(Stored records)
* * * * * * *
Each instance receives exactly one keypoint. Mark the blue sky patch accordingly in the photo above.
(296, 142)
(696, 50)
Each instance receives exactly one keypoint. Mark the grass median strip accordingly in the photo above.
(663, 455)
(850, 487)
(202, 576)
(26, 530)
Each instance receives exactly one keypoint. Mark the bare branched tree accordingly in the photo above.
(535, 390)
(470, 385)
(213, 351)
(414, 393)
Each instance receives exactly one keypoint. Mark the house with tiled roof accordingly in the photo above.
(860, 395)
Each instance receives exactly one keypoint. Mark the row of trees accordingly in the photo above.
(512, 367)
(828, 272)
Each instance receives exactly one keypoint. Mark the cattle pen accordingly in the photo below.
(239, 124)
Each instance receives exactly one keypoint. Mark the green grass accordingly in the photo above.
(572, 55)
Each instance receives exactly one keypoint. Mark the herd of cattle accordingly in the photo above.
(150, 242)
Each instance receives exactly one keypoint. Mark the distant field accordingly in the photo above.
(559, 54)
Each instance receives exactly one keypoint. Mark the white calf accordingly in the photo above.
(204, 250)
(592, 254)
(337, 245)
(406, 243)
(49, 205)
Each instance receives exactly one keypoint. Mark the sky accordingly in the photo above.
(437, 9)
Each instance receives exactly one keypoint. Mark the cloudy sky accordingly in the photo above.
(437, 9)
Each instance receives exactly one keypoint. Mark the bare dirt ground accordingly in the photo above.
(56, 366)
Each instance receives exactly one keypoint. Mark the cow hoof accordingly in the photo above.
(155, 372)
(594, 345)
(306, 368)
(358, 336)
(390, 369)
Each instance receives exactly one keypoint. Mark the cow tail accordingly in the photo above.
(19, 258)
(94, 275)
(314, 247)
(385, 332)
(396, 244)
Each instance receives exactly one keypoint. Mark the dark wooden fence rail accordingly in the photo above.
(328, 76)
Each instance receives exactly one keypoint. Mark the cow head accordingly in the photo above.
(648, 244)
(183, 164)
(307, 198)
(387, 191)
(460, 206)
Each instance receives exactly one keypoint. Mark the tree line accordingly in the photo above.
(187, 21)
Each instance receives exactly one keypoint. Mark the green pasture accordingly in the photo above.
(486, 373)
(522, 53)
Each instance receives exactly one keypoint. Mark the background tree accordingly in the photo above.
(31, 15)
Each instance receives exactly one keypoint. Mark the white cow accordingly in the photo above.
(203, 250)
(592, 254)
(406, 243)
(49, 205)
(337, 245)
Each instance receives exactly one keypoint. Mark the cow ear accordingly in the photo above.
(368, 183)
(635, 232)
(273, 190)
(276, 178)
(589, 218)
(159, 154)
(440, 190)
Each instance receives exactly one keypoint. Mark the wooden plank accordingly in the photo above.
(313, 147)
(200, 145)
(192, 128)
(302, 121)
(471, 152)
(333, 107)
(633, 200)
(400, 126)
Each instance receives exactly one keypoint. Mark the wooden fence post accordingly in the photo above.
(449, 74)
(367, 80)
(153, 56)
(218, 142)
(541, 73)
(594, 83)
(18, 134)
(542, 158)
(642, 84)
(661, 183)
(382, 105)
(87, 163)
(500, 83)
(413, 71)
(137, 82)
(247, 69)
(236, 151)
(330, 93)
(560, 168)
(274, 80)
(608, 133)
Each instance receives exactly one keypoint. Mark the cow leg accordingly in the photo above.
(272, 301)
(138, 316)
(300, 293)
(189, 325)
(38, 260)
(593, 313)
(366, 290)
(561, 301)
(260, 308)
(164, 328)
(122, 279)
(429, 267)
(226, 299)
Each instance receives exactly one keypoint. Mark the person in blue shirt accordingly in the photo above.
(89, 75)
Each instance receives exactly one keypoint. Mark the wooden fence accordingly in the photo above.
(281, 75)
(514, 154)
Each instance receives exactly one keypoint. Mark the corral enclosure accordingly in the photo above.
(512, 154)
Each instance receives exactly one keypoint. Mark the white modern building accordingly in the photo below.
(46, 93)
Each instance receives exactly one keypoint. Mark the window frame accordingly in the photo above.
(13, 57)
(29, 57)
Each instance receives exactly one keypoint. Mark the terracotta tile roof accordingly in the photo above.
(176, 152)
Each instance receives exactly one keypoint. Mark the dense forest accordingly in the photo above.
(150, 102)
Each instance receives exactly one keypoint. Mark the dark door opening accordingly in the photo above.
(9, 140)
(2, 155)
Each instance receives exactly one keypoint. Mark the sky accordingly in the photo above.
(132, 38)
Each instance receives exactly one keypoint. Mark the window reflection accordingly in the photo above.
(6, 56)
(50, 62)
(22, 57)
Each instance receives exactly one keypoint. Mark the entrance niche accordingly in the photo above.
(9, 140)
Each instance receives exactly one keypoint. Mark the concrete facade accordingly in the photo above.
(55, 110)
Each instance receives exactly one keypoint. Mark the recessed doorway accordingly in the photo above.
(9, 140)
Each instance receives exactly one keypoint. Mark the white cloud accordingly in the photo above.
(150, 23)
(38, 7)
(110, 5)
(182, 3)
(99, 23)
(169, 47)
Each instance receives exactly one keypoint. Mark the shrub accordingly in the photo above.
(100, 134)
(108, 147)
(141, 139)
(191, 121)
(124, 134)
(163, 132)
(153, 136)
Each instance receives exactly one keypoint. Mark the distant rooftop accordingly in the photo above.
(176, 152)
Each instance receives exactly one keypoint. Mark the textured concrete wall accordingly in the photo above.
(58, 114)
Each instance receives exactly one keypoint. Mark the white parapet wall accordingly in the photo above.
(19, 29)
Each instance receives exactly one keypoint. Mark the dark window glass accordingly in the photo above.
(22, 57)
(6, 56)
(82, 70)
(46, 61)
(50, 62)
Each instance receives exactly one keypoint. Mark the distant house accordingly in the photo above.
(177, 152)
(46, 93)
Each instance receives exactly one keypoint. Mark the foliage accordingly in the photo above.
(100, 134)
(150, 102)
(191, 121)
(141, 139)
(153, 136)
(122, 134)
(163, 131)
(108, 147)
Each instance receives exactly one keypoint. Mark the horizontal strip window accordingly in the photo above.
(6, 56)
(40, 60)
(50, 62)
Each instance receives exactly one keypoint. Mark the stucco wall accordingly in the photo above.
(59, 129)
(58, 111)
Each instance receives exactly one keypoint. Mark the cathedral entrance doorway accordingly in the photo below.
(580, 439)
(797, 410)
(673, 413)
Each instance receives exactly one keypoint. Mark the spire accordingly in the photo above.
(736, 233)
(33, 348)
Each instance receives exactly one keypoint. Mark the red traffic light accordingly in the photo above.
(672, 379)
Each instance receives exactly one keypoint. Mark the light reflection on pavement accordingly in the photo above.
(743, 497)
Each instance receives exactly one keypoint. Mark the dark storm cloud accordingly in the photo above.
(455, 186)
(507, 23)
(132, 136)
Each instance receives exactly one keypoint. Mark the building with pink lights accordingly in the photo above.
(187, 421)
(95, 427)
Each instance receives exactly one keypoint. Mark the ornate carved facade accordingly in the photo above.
* * * * * * *
**EXERCISE:** Your reply must repeat the records above exactly and in full.

**RESPONSE BOX:**
Each instance receives exactly one keypoint. Mark the blue sky patch accordingly in the photo above.
(296, 142)
(696, 50)
Each instance receives exactly one keypoint. Mark the grass median strip accordingly in the photo above.
(663, 455)
(850, 487)
(202, 576)
(26, 530)
Each instance receives exactly one keypoint. Mark the bare branched tree accordingly in the photo above.
(535, 390)
(470, 385)
(213, 351)
(414, 393)
Each instance receives exactly one keypoint. Mark the house with tiled roof accordingly in the photo above.
(860, 395)
Each instance receives exactly one keypoint. Mark the row of trees accordingly in the photo above.
(512, 367)
(828, 272)
Each instance receives exactly one keypoint. Mark the cattle pen accordingly in the photo below.
(239, 124)
Each instance receives exactly one keypoint. Mark the green grass accordingly in the photo above.
(572, 55)
Each instance receives exactly one keypoint. Mark the herd of cattle accordingly in the photo above.
(150, 242)
Each instance receives exactly one keypoint. Mark the distant field accordingly in the photo above.
(559, 54)
Each instance receives exactly one keypoint. Mark the white calf accordingly in the photo above.
(204, 250)
(592, 254)
(337, 245)
(406, 243)
(49, 205)
Each instance receives exactly one keypoint. Mark the sky accordingly in the photo above.
(437, 9)
Each instance receives exactly one keypoint. Mark the cloudy sky accordingly in the photo above.
(437, 9)
Each instance receives exactly one keypoint. Mark the bare dirt ground accordingly in the photo above.
(56, 366)
Each instance receives exactly one keypoint. Mark the cow hoof accordingly in the photo above.
(155, 372)
(594, 345)
(306, 368)
(358, 336)
(390, 369)
Each instance receives exactly one keypoint. Mark the cow tail accordingly in the photo above.
(19, 258)
(94, 275)
(314, 247)
(385, 332)
(396, 244)
Each instance receives exactly one keypoint. Mark the dark wooden fence rail accordingly in the photo above.
(328, 76)
Each instance receives exactly one keypoint. Mark the cow head accordingly in the photo above.
(648, 244)
(183, 164)
(307, 198)
(387, 191)
(460, 206)
Each instance receives exactly one keypoint. Mark the tree line accordingly in the photo above.
(187, 21)
Each instance receives exactly one keypoint. Mark the green pasture accordingly in the photo above.
(486, 373)
(522, 53)
Each instance receives exactly one keypoint. Mark the background tree accordingly in the photo above.
(31, 15)
Each instance receives exactly one keypoint. Mark the white cow accordingly in the photo above.
(203, 250)
(592, 254)
(406, 243)
(49, 205)
(337, 245)
Each instance receives exactly one keypoint. Mark the cow ear accordingly in the photo above.
(368, 183)
(635, 232)
(273, 190)
(276, 178)
(589, 218)
(159, 154)
(440, 190)
Each instance receives exactly one keypoint. Mark the wooden plank accordingly in the photo above.
(313, 147)
(200, 145)
(192, 128)
(302, 121)
(471, 152)
(333, 107)
(633, 200)
(400, 126)
Each instance receives exactly one keypoint. Mark the wooden fence post accordingly in the photo above.
(449, 74)
(367, 80)
(153, 56)
(218, 142)
(541, 73)
(594, 83)
(18, 134)
(542, 158)
(642, 84)
(661, 183)
(382, 105)
(87, 163)
(500, 83)
(413, 71)
(137, 82)
(247, 69)
(236, 151)
(330, 93)
(560, 168)
(274, 80)
(608, 133)
Each instance receives exactly one keypoint. Mark the cow leg accordingly in the photo above.
(272, 301)
(138, 316)
(300, 293)
(189, 325)
(38, 260)
(593, 313)
(366, 290)
(561, 301)
(260, 308)
(164, 328)
(122, 279)
(429, 267)
(226, 299)
Each instance receives exactly one keypoint. Mark the person in blue shirt accordingly in the photo above.
(89, 75)
Each instance receives exactly one keypoint. Mark the wooden fence accordingly in the photo above.
(281, 75)
(514, 154)
Each instance receives exactly one keypoint. Mark the corral enclosure accordingly in the photo above.
(512, 154)
Each instance receives exactly one keypoint. Mark the white modern building accordingly in the photo below.
(46, 93)
Each instance receives exactly one keypoint. Mark the window frame accordingly in the photo above.
(13, 57)
(29, 57)
Each instance receives exactly one keypoint. Mark the terracotta tile roof accordingly in the photo above.
(176, 152)
Each instance receives exactly one keypoint. Mark the dense forest accordingly in the photo above.
(150, 102)
Each instance receives exactly one keypoint. Mark the dark door opening accordingly in the photo above.
(9, 140)
(2, 155)
Each instance receives exactly one keypoint. Mark the sky accordingly in the photo above.
(132, 38)
Each instance receives exactly one keypoint. Mark the window reflection accordingly in the photo above.
(6, 56)
(50, 62)
(22, 57)
Each instance receives exactly one keypoint. Mark the entrance niche accordingly in the photo above.
(9, 140)
Each instance receives exactly one keypoint. Mark the concrete facade accordingly in the photo above.
(55, 110)
Each instance receives exactly one keypoint. Mark the recessed doorway accordingly in the photo above.
(9, 140)
Each instance receives exactly one keypoint. Mark the white cloud accordingly in the photo above.
(150, 23)
(38, 7)
(110, 5)
(182, 3)
(99, 23)
(169, 47)
Each instance receives exactly one keypoint. Mark the shrub accordingly in the photo above.
(100, 134)
(108, 147)
(141, 139)
(191, 121)
(124, 134)
(163, 132)
(153, 136)
Each instance receives exactly one keypoint. Mark the distant rooftop accordingly in the photo above.
(176, 152)
Each instance receives exactly one keypoint. Mark the textured concrete wall accordingly in the photo above.
(58, 114)
Each instance receives exactly one keypoint. Mark the white parapet wall accordingly in the photo above.
(19, 29)
Each instance receives exactly one keypoint. Mark the dark window glass accordingly in the photo above.
(22, 57)
(6, 56)
(82, 70)
(46, 61)
(50, 62)
Each instance receives exactly one keypoint. Mark the distant house accordingly in the photo above.
(177, 152)
(46, 93)
Each instance receives exactly one keypoint. Mark the foliage accordingly in the photo above.
(100, 134)
(150, 102)
(191, 121)
(141, 139)
(153, 136)
(122, 134)
(163, 131)
(108, 147)
Each instance receives exactly one keypoint. Mark the horizontal strip window accordingly in the photo above.
(6, 56)
(40, 60)
(50, 62)
Each instance receives exactly one keypoint. Mark the stucco wall accordingly in the photo above.
(59, 129)
(58, 111)
Each instance receives exactly one keypoint. Mark the cathedral entrance doorway accordingly in the photo below.
(580, 439)
(797, 410)
(673, 413)
Each instance receives exactly one keypoint. Mark the spire accordingly in the photo above.
(736, 233)
(33, 348)
Each instance receives exactly one keypoint. Mark the red traffic light accordingly in the photo above.
(672, 379)
Each instance receives exactly one keypoint. Mark the light reflection on pavement accordingly in the photo above.
(743, 497)
Each instance receives exactly one keypoint. Mark the dark storm cloud accordingly in the photo above.
(455, 186)
(507, 23)
(132, 136)
Each instance receives exactly one keypoint. Mark the building with pink lights accordingly in the photo above.
(187, 421)
(95, 427)
Each instance receives exactly one keypoint. Mark the ornate carved facade accordingly in the photo above.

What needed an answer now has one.